=== Begin Enclosure ===

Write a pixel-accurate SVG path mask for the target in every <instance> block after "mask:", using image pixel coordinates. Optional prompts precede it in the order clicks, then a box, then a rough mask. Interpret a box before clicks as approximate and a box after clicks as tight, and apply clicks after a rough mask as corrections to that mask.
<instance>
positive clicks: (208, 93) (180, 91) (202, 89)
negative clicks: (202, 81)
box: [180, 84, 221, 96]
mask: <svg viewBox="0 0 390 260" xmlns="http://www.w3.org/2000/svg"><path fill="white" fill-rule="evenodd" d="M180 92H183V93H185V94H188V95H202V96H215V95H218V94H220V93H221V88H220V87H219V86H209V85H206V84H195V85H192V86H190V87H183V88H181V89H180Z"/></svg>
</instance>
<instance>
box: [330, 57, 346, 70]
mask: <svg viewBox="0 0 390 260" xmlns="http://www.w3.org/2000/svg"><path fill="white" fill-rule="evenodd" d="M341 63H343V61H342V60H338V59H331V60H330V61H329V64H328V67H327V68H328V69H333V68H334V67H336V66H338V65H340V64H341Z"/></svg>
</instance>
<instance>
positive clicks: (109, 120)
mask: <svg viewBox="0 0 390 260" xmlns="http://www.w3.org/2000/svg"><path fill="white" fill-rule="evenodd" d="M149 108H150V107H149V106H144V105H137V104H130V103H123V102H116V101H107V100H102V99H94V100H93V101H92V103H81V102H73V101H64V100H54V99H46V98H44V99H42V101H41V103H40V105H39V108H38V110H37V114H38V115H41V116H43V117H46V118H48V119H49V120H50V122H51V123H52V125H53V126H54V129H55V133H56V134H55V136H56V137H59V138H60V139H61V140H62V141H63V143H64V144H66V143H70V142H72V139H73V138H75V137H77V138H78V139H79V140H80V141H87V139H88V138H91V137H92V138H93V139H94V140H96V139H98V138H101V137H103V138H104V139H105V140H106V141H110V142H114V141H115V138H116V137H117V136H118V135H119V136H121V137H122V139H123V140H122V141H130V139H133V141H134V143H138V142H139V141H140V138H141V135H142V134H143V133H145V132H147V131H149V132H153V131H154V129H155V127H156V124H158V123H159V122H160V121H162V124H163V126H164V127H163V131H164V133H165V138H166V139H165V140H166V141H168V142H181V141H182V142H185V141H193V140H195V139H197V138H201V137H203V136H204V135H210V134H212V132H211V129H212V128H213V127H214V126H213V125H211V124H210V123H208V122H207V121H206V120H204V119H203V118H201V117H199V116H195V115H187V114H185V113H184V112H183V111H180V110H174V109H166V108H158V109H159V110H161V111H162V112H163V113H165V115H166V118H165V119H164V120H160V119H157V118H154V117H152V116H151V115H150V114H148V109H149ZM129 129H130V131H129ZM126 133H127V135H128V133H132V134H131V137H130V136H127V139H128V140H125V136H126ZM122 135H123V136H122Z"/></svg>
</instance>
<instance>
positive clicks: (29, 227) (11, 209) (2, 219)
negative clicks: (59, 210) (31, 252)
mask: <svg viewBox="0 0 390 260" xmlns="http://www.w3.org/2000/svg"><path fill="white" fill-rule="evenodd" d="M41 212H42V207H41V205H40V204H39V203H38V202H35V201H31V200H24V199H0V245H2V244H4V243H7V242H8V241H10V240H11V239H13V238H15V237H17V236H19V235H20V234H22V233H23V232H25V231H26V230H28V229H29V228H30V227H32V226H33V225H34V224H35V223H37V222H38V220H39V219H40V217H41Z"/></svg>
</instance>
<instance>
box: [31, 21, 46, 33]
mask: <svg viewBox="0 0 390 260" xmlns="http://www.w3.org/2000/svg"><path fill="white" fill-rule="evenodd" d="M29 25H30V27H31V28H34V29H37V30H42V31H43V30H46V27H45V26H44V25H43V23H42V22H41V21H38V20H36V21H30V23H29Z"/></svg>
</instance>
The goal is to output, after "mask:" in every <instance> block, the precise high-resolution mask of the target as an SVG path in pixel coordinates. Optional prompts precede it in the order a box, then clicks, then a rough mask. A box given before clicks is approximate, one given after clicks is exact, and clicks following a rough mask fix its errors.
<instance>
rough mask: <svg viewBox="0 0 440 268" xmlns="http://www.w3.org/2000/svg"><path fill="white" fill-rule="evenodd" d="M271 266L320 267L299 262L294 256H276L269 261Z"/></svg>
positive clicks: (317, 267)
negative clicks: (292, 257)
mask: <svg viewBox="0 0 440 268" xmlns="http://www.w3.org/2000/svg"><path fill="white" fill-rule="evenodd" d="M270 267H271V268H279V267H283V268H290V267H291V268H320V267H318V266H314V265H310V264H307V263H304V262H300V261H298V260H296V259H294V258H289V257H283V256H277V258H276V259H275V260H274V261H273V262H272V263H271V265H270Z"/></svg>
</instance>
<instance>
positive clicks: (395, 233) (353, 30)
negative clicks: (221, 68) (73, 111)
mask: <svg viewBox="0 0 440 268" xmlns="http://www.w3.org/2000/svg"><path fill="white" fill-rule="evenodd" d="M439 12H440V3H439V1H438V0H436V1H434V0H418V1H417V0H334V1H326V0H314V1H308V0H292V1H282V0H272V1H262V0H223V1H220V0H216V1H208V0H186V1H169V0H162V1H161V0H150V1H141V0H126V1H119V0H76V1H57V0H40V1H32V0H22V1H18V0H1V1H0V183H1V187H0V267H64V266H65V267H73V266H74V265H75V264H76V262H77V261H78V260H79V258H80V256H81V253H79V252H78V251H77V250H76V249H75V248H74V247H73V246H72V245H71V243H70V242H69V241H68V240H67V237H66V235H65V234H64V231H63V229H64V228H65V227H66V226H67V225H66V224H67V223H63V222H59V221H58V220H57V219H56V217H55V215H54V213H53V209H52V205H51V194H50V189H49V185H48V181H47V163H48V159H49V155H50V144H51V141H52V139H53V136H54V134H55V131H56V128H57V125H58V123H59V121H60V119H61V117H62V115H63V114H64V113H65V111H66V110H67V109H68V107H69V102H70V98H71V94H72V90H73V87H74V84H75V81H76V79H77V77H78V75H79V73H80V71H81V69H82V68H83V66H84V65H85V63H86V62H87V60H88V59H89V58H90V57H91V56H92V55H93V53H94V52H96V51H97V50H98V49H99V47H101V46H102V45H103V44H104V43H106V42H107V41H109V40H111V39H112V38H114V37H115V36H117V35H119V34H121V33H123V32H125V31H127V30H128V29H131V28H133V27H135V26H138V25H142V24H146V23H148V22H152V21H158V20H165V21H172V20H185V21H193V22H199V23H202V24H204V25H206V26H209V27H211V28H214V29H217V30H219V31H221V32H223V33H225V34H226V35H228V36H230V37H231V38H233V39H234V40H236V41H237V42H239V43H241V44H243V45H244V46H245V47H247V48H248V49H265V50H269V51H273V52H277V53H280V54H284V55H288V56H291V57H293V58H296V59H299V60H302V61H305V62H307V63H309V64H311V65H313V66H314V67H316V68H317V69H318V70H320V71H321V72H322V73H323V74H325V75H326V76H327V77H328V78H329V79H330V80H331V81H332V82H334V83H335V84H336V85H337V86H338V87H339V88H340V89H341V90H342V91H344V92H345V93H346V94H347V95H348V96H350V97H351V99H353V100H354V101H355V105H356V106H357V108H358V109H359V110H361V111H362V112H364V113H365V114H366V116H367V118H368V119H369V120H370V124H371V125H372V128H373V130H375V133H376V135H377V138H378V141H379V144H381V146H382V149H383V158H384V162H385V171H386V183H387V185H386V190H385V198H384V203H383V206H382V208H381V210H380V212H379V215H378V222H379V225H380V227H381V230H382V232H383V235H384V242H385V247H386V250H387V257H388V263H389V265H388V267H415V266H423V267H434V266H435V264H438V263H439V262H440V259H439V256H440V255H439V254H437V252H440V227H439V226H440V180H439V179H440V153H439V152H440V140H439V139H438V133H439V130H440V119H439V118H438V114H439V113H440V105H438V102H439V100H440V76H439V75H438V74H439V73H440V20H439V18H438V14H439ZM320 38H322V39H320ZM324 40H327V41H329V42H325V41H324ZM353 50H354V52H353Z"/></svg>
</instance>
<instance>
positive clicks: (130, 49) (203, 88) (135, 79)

=== End Enclosure ===

- **What the task requires**: Filter the records above for the string "target" and copy each matching line.

- **Completed exercise**:
Write a pixel-accurate SVG path mask for the target in every <instance> block after "mask:", using image pixel coordinates. Optional prompts precede it in the order clicks, then a box, then a rough mask. Interpret a box before clicks as approximate and a box after clicks as tight, and apply clicks after a rough mask as corrections to that mask.
The goal is to output, after "mask:" in every <instance> block, the precise high-resolution mask of the target as an SVG path in pixel coordinates. Optional prompts precede it in the order a box, then clicks, then a rough mask. A box given before clicks is approximate, one given after clicks is exact, and clicks following a rough mask fix its errors.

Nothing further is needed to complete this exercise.